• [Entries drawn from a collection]
[BEGIN]
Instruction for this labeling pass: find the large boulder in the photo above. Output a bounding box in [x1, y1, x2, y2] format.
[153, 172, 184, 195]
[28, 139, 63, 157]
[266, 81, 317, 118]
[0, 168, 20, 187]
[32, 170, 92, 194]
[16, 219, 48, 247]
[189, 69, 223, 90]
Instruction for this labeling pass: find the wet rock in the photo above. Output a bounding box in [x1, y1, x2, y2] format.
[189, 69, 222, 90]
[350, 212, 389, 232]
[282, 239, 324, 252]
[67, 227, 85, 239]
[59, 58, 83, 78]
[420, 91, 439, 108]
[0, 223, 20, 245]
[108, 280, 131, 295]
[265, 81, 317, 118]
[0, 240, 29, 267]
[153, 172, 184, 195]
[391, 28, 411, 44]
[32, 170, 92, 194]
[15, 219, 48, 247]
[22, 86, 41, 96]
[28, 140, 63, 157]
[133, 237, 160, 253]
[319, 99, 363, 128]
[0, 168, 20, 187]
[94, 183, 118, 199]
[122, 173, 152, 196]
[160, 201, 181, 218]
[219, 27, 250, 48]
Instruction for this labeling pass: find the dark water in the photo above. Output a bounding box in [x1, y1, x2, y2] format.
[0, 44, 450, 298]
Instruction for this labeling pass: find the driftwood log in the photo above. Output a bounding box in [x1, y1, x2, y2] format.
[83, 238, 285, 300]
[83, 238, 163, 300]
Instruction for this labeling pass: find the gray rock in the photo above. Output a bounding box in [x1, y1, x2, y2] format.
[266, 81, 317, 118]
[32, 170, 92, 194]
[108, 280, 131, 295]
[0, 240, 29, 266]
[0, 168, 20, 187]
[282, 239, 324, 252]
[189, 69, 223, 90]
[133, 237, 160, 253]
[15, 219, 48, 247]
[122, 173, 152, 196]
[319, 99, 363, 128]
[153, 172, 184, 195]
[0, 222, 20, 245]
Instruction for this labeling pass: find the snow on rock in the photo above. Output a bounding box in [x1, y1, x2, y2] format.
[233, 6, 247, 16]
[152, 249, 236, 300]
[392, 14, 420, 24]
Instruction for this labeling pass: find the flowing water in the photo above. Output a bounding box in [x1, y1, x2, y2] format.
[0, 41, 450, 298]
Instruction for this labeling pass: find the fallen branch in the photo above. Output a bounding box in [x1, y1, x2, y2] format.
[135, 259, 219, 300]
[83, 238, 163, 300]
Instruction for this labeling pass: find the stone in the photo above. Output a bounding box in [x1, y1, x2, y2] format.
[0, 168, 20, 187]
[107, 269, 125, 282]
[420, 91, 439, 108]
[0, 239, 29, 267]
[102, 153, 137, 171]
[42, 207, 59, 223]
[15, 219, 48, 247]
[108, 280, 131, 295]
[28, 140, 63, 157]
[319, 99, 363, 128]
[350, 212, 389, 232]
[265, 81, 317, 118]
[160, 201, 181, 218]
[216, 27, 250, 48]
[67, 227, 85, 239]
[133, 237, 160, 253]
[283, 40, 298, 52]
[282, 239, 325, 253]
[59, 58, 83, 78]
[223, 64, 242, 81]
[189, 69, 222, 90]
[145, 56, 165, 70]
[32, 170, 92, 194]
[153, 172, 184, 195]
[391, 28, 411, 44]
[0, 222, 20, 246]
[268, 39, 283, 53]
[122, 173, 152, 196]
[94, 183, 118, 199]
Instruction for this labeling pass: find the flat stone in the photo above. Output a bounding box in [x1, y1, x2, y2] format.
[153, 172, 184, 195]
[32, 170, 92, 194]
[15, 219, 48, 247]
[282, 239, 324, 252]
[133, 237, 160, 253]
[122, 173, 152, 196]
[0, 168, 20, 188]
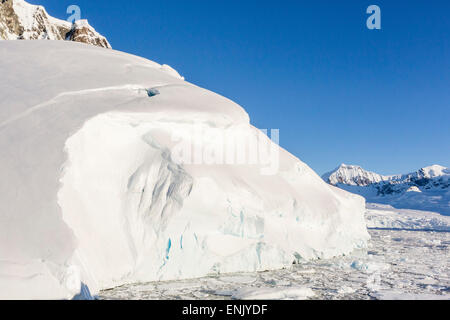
[END]
• [Prompt] Present the lines above as a numbered list, skipping any blank lines and leaving out the pictures.

• [The result]
1. Instruction for this labeling pass: find the large boulder in the photo above. Output a bounding box in [x1, y1, x2, y2] format.
2. [153, 172, 184, 195]
3. [28, 139, 63, 157]
4. [266, 81, 317, 118]
5. [0, 168, 20, 187]
6. [32, 170, 92, 194]
7. [16, 219, 48, 247]
8. [189, 69, 223, 90]
9. Instruction for this labeling pass: find the wet rock in the photo above. Output a bounding box in [x1, y1, x2, y2] format.
10. [189, 69, 222, 90]
11. [350, 212, 389, 232]
12. [282, 239, 324, 252]
13. [67, 227, 85, 239]
14. [59, 58, 83, 78]
15. [420, 91, 439, 108]
16. [0, 223, 20, 245]
17. [108, 280, 131, 295]
18. [265, 81, 317, 118]
19. [0, 240, 29, 267]
20. [153, 172, 184, 195]
21. [391, 28, 411, 44]
22. [32, 170, 92, 194]
23. [15, 219, 48, 247]
24. [22, 86, 41, 96]
25. [28, 140, 63, 157]
26. [133, 237, 160, 253]
27. [319, 99, 363, 128]
28. [0, 168, 20, 187]
29. [94, 183, 118, 199]
30. [122, 173, 152, 196]
31. [160, 201, 181, 218]
32. [219, 27, 250, 48]
33. Instruction for this labeling pass: find the dark water in the photo above. Output a bounding box in [x1, y1, x2, y2] format.
34. [0, 44, 450, 298]
35. Instruction for this labeling pass: find the driftwood log in the photo above. Output a bounding box in [x1, y1, x2, y2] format.
36. [83, 238, 285, 300]
37. [83, 238, 163, 300]
38. Instruction for this labeling pass: find the gray rock in the photo above. Output a bounding box in [x1, y1, x2, y2] format.
39. [266, 81, 317, 118]
40. [32, 170, 92, 194]
41. [108, 280, 131, 295]
42. [0, 240, 29, 266]
43. [0, 168, 20, 187]
44. [282, 239, 324, 252]
45. [189, 69, 223, 90]
46. [133, 237, 160, 253]
47. [15, 219, 48, 247]
48. [122, 173, 152, 196]
49. [319, 99, 363, 128]
50. [153, 172, 184, 195]
51. [0, 222, 20, 245]
52. Instruction for this labeling pass: find the snow on rock in the photo above. Output a bounding box in [x1, y1, x2, y2] format.
53. [233, 6, 247, 16]
54. [152, 249, 236, 300]
55. [392, 14, 420, 24]
56. Instruction for this labeling pass: find the flowing water in the photo above. Output a bounding box in [x1, y1, x2, y2] format.
57. [0, 41, 450, 298]
58. Instruction for this labeling pass: find the fallen branch in the photo above. Output a bounding box in [x1, y1, x2, y2] format.
59. [135, 259, 219, 300]
60. [83, 238, 163, 300]
61. Instruction for this labeling pass: find the stone in the photo above. Output a bounding box in [x1, y1, x2, y2] format.
62. [0, 168, 20, 187]
63. [107, 269, 125, 282]
64. [420, 91, 439, 108]
65. [0, 239, 29, 267]
66. [102, 153, 137, 171]
67. [42, 207, 59, 223]
68. [15, 219, 48, 247]
69. [108, 280, 131, 295]
70. [28, 140, 63, 157]
71. [319, 99, 363, 128]
72. [350, 212, 389, 232]
73. [265, 81, 317, 118]
74. [160, 201, 181, 218]
75. [216, 27, 250, 48]
76. [67, 227, 85, 239]
77. [133, 237, 160, 253]
78. [283, 40, 298, 52]
79. [282, 239, 325, 253]
80. [59, 58, 83, 78]
81. [223, 64, 242, 81]
82. [189, 69, 222, 90]
83. [145, 56, 165, 70]
84. [32, 170, 92, 194]
85. [153, 172, 184, 195]
86. [391, 28, 411, 44]
87. [0, 222, 20, 246]
88. [268, 39, 283, 53]
89. [122, 173, 152, 196]
90. [94, 183, 118, 199]
91. Instruction for this labeling pass: find the flat stone in the photo above. Output a bounding box in [x1, y1, x2, y2] format.
92. [153, 172, 184, 195]
93. [32, 170, 92, 194]
94. [15, 219, 48, 247]
95. [282, 239, 324, 252]
96. [133, 237, 160, 253]
97. [122, 173, 152, 196]
98. [0, 168, 20, 188]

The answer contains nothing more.